(Exercise directions) Show each line below that contains the word "trace", copied in full. Only matches with the same uppercase and lowercase letters count.

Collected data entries
- - - -
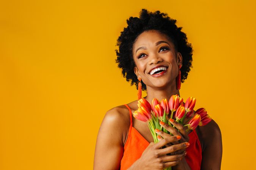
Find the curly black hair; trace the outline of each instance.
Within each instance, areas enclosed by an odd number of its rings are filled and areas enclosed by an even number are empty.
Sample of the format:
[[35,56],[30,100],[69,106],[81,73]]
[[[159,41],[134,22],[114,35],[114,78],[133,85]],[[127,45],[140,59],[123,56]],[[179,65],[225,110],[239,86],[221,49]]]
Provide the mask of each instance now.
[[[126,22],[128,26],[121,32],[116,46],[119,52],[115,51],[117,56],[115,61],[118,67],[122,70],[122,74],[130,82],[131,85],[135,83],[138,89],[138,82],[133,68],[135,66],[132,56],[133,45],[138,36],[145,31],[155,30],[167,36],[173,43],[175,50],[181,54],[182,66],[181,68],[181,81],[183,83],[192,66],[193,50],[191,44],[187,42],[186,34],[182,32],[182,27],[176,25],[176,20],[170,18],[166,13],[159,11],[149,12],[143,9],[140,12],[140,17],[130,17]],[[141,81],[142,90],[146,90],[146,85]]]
- - - -
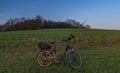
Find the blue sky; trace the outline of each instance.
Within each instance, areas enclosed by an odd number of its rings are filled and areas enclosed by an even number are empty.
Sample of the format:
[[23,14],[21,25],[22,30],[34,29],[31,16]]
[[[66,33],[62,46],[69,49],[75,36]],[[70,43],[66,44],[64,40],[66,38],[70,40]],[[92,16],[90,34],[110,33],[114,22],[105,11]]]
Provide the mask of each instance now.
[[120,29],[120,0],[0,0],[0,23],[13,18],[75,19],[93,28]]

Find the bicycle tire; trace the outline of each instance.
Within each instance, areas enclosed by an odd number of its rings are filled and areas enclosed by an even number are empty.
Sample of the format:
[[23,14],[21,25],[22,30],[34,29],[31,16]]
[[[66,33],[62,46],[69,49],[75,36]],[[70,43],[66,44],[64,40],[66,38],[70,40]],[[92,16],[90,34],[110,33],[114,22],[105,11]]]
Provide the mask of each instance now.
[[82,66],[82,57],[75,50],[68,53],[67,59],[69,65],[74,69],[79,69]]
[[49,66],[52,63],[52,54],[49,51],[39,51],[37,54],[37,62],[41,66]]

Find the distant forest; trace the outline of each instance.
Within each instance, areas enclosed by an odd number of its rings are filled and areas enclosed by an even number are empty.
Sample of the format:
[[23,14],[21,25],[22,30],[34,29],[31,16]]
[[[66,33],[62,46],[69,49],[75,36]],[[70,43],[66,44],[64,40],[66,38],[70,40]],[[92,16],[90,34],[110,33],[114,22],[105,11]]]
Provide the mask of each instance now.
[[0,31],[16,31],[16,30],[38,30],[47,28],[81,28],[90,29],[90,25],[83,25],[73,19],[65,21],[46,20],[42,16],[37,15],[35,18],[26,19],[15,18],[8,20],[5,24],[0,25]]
- - - -
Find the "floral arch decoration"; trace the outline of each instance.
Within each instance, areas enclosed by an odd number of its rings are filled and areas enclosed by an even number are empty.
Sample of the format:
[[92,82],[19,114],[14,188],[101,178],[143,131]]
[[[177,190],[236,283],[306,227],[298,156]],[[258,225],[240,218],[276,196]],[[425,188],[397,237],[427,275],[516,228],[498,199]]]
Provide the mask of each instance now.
- - - -
(Exercise result)
Find the curly black hair; trace the outline of each instance.
Find the blue sky; trace the outline of each instance.
Find the bicycle tire; trace the outline of each instance.
Find the distant forest; trace the outline of each instance.
Find the "floral arch decoration"; trace the outline of each instance.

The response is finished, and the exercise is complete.